[Some records]
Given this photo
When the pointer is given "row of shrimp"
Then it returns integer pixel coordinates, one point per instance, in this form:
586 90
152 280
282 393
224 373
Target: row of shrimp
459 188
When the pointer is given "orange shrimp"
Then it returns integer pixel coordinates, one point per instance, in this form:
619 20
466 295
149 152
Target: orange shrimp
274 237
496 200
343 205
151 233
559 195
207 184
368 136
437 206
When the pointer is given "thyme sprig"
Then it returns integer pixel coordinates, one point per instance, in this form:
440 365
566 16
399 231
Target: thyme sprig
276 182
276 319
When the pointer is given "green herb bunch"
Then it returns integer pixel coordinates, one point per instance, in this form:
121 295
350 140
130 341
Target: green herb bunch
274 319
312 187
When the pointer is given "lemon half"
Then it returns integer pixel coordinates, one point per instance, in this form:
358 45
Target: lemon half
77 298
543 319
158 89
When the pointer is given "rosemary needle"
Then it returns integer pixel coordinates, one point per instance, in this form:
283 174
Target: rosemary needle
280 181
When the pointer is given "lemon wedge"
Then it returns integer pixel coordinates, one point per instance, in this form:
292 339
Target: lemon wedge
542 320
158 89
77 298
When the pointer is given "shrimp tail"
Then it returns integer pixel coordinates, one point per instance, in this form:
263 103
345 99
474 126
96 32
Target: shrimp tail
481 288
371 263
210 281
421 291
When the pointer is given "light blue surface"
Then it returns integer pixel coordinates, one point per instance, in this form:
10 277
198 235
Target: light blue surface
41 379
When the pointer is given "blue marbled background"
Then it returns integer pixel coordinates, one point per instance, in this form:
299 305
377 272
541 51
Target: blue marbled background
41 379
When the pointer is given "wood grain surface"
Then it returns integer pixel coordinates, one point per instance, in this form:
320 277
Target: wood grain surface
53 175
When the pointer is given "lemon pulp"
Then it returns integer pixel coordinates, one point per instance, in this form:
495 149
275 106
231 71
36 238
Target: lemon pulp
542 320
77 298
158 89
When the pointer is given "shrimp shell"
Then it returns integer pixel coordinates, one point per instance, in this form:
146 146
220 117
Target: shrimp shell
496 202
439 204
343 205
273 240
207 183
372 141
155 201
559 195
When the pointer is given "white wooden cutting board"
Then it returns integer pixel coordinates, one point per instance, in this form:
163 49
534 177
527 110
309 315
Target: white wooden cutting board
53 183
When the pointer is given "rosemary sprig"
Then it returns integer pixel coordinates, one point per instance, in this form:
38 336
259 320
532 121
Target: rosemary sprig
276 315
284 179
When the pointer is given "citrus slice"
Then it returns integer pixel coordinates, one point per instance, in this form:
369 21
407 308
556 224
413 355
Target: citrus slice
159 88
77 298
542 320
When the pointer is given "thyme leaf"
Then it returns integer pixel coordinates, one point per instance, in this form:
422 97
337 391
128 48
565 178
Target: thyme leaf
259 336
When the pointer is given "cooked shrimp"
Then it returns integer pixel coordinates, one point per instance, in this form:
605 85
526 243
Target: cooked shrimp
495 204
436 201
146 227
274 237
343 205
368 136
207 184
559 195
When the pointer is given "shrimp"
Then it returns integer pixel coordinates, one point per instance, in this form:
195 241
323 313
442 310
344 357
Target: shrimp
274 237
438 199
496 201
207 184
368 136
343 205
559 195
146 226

**DIRECTIVE:**
From the preceding material, extract every line exactly.

**TASK OUTPUT:**
Given this photo
When the pointer is given "row of shrimp"
Then it returns integer pixel coordinates, one point per instance, in this form:
586 90
152 280
282 393
224 373
Target: row of shrimp
459 188
When the pointer is given "orange shrimp"
Then it returns integer pixel coordinates, one point per instance, in this form:
619 20
466 295
149 152
Target: orange shrimp
274 237
496 200
343 205
151 233
559 195
207 184
368 136
437 206
When the pointer is given "thyme sprig"
Then it returns integer pixel coordinates, one point per instance, in this form:
440 365
566 16
399 231
Target: thyme sprig
276 182
276 319
When the pointer is given "green herb bunch"
Then it returns integer pixel coordinates, one point per instance, in this form:
121 295
350 140
130 341
Target: green herb bunch
274 319
312 187
When the pointer is given "lemon half"
Then it returns integer pixel coordinates, one point per instance, in this form:
358 45
Target: lemon half
77 298
543 319
158 89
When the pointer is given "rosemary needle"
Then it returns integer pixel coordinates, one point per instance, in this form:
283 174
Target: rosemary needle
280 181
When the pointer is given "lemon wedge"
Then it returns integer pixel coordinates, one point per instance, in this form:
292 339
Target: lemon wedge
542 320
158 89
77 298
When the pointer is given "shrimp tail"
Then it returns integer pixel coordinates, one point per instance, in this form:
263 103
345 99
474 126
96 32
Target: shrimp tail
481 288
371 263
210 281
421 291
When the pointer is given "light blue surface"
Then it returns integer pixel coordinates, one point per instance, in this form:
10 277
198 235
Target: light blue surface
41 379
When the pointer is given "blue marbled background"
Then it returns integer pixel coordinates, one point per instance, in this form:
299 305
377 272
541 51
Target: blue marbled background
41 379
When the pointer is given "wood grain surface"
Then it returns integer pixel coordinates, one point per instance, in this form:
320 277
Target: wood grain surface
53 175
When the pointer is given "lemon pulp"
Then it returns integer pixel coordinates, one point per instance, in this form:
495 149
275 106
231 71
36 238
Target: lemon pulp
542 320
77 298
158 89
When the pointer is given "shrimp shell"
Then it returns integer pixel coordinates, one point per instance, in this form:
146 146
220 117
Target: shrimp shell
496 202
439 204
343 205
273 240
207 183
372 141
155 201
559 195
When the pointer is given "white wooden cutting board"
Then it returns integer pixel coordinates, one point per instance, in this form:
163 49
534 177
527 110
309 315
Target: white wooden cutting board
53 183
When the pointer is given "rosemary sprig"
Then it returns integer pixel coordinates, one point per instance, in this form:
38 336
259 320
532 121
Target: rosemary sprig
276 315
284 179
When the pointer is given "citrus slice"
Then it returns integer pixel coordinates, one point per instance, in this form:
369 21
407 308
556 224
413 355
Target: citrus slice
159 88
77 298
542 320
When the pointer is given "thyme leaf"
Then it returns integer pixel coordinates, one point per instance, in this form:
422 97
337 391
128 48
565 178
Target: thyme leaf
259 336
When the pointer is given "cooked shrimp"
Then it returns integer pixel coordinates, one point per instance, in this form:
605 85
526 243
Target: cooked shrimp
495 204
436 201
146 227
274 237
343 205
368 136
207 184
559 195
When the pointer is given "shrimp"
Then it returns integer pixel coordinates, one point per instance, in this form:
195 241
323 313
442 310
344 357
Target: shrimp
274 237
438 199
496 201
207 184
368 136
343 205
559 195
146 226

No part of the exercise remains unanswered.